Instructions to follow: The records below should be set down in full, please, without any change.

(Point-per-instance localization data)
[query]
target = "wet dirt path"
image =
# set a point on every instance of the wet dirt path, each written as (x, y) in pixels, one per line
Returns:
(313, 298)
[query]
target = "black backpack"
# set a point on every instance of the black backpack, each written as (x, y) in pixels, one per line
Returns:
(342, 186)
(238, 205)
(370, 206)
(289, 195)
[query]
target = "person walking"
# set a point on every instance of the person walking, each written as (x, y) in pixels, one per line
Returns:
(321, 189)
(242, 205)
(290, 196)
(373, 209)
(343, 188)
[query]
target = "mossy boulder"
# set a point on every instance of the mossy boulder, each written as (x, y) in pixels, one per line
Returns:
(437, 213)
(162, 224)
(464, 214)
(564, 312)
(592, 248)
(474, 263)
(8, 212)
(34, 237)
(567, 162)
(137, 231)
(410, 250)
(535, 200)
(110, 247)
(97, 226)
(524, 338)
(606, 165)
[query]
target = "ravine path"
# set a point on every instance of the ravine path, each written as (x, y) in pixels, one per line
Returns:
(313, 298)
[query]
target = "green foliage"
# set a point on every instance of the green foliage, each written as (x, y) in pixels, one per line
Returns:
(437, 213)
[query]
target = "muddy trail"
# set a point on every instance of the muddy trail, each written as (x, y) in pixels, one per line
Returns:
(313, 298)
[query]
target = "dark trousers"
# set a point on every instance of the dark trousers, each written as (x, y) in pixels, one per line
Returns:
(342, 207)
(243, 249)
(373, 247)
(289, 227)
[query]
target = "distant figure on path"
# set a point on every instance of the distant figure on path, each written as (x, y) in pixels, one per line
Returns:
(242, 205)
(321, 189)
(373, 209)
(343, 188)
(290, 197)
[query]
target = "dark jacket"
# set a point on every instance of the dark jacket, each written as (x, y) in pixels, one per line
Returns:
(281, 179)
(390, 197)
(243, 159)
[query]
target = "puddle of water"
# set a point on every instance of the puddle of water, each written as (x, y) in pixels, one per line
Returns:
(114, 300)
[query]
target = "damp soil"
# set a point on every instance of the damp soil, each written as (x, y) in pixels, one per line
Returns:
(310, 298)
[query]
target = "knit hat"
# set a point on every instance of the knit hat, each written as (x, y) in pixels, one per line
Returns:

Reply to the exercise:
[query]
target = "wet dirt path"
image =
# set a point on every instance of the wet dirt path, each written as (x, y) in pixels, one per line
Returns:
(313, 298)
[query]
target = "black backpack"
# set a point on every instance of the black backpack, each written as (x, y) in pixels, one per line
Returns:
(342, 186)
(238, 205)
(370, 206)
(289, 195)
[query]
target = "person walking"
# set a point on every instance of the person walking, each written as (x, y) in pixels, one per line
Returns:
(321, 189)
(242, 205)
(290, 196)
(373, 209)
(343, 188)
[query]
target = "mossy boulder"
# set a point on every instance of the mossy boulder, each written as (x, y) in pixels, one per line
Returns:
(437, 213)
(162, 224)
(464, 214)
(564, 312)
(592, 248)
(474, 263)
(8, 212)
(34, 237)
(567, 162)
(137, 231)
(410, 250)
(535, 200)
(110, 247)
(97, 226)
(524, 338)
(606, 165)
[query]
target = "ravine path"
# set a point on every instance of the ravine path, each written as (x, y) in pixels, one per line
Returns:
(313, 298)
[query]
target = "green foliage"
# set a point on every instance of the green foliage, each written as (x, y) in pixels, one per line
Returns:
(437, 213)
[query]
target = "muddy trail"
# set a point on every instance of the muddy trail, each written as (x, y) in pixels, one per line
Returns:
(313, 298)
[query]
target = "dark trousers"
# set a point on every instance of the dark trousers, each written as (x, y) in pixels, one per line
Returns:
(342, 207)
(243, 249)
(373, 247)
(289, 227)
[query]
target = "distant figure on path"
# set a point on every instance of the distant figure on path, each written as (x, y) in pixels, one per line
Returns:
(242, 205)
(321, 189)
(373, 209)
(343, 188)
(290, 197)
[query]
target = "dark jacket"
# set a point on every instance of the dark jacket, each written as (x, y) in pixels, one per line
Returns:
(281, 179)
(390, 197)
(243, 159)
[query]
target = "puddle of water"
# set a point on every instance of the puddle of water, each written as (x, y) in pixels, one per line
Returns:
(114, 300)
[query]
target = "damp soil"
# set a point on every instance of the damp soil, each written as (x, y) in pixels, one per line
Returns:
(310, 298)
[query]
target = "knit hat"
# set a point on every instance of the knit hat, each written as (x, y) in pixels, one per line
Returns:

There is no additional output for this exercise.